··· Data provided
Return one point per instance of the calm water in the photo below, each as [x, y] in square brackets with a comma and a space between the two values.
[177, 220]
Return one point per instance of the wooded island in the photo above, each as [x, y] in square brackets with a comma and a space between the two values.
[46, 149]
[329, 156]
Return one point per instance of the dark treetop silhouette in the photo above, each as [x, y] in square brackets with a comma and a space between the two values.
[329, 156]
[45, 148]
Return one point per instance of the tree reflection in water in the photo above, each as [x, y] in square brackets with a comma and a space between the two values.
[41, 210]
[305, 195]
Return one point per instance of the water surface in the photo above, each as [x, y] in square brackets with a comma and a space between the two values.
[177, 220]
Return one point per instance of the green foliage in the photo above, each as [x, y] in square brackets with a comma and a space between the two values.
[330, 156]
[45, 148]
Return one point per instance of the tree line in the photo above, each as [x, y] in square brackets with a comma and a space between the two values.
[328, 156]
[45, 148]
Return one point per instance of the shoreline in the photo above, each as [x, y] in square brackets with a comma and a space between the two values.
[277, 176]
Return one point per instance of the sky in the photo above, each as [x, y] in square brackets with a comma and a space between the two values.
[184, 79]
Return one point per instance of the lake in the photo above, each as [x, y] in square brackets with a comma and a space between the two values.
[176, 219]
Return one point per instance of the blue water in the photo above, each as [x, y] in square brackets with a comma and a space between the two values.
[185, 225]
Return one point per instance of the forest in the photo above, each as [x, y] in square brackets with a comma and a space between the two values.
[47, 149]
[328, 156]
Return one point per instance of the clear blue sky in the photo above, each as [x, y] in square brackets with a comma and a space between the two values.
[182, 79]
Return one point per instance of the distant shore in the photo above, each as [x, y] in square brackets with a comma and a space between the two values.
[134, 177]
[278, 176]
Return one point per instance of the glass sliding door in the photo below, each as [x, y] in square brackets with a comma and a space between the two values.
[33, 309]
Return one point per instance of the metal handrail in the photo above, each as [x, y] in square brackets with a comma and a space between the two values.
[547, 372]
······
◆ **Written task**: Can you rewrite the listing above, swapping every "Return" for "Give" and keeping everything else the same?

◆ **Result for this task**:
Give one point per instance of the calm water in the photo below, each as [x, y] in square brackets with a comma and a space between the two values.
[177, 220]
Give one point per instance of the wooded island in the photo above, each as [x, y] in square brackets with a comma and a space between the two values.
[46, 149]
[329, 156]
Give one point per instance of the dark treetop silhouette in the photo above, each as [x, y] in square brackets with a comma and a space between the two values.
[329, 156]
[45, 148]
Give one point per instance of the tree reflection in water in the photo above, each as [x, y] in square brackets with a comma and a space between the two values.
[41, 210]
[305, 195]
Give one point per instance of the water surface in the photo above, each as [x, y] in square brackets with a comma and a space between the two values.
[177, 220]
Give one point per instance of the green foliage in the photo above, each as [x, y] in square brackets with a comma and a space between the two values.
[330, 156]
[45, 148]
Give one point per instance of the tree line in the photo above, each as [x, y] in square brackets with a comma and a space between the two values.
[328, 156]
[45, 148]
Give one point per instance of the shoreline in the photo above, each as [x, y] in square brackets with a comma and a space between the two values.
[277, 176]
Give one point per instance of the sky in the photo above, each as [x, y] in square brackets with a comma and a space between the two values.
[184, 79]
Give one point per instance of the lake in the photo above, each as [x, y] in square brackets with a comma and a space between the two values.
[176, 219]
Give one point per instance of the blue water in the photo above, each as [x, y] in square brackets with a comma and a space between the two values.
[185, 225]
Give one point per instance of the forest in the photo above, each as [x, y] in square brackets with a comma and a space between the two values.
[47, 149]
[328, 156]
Give one point per instance of the clear blue sky in the photo above, each as [x, y] in square brackets with a comma and a space between the two values.
[182, 79]
Give one point per instance of the distant shore in the photo above, each as [x, y] in square brackets with a comma and a space between the two values.
[134, 177]
[278, 176]
Give one point per instance of the glass sliding door in the photo below, each as [x, y] in square brackets with a comma and a space between the two values.
[33, 309]
Give one point per instance of the metal handrail in the photo above, each as [x, y] in square brackets with a comma and a space between the two values.
[547, 372]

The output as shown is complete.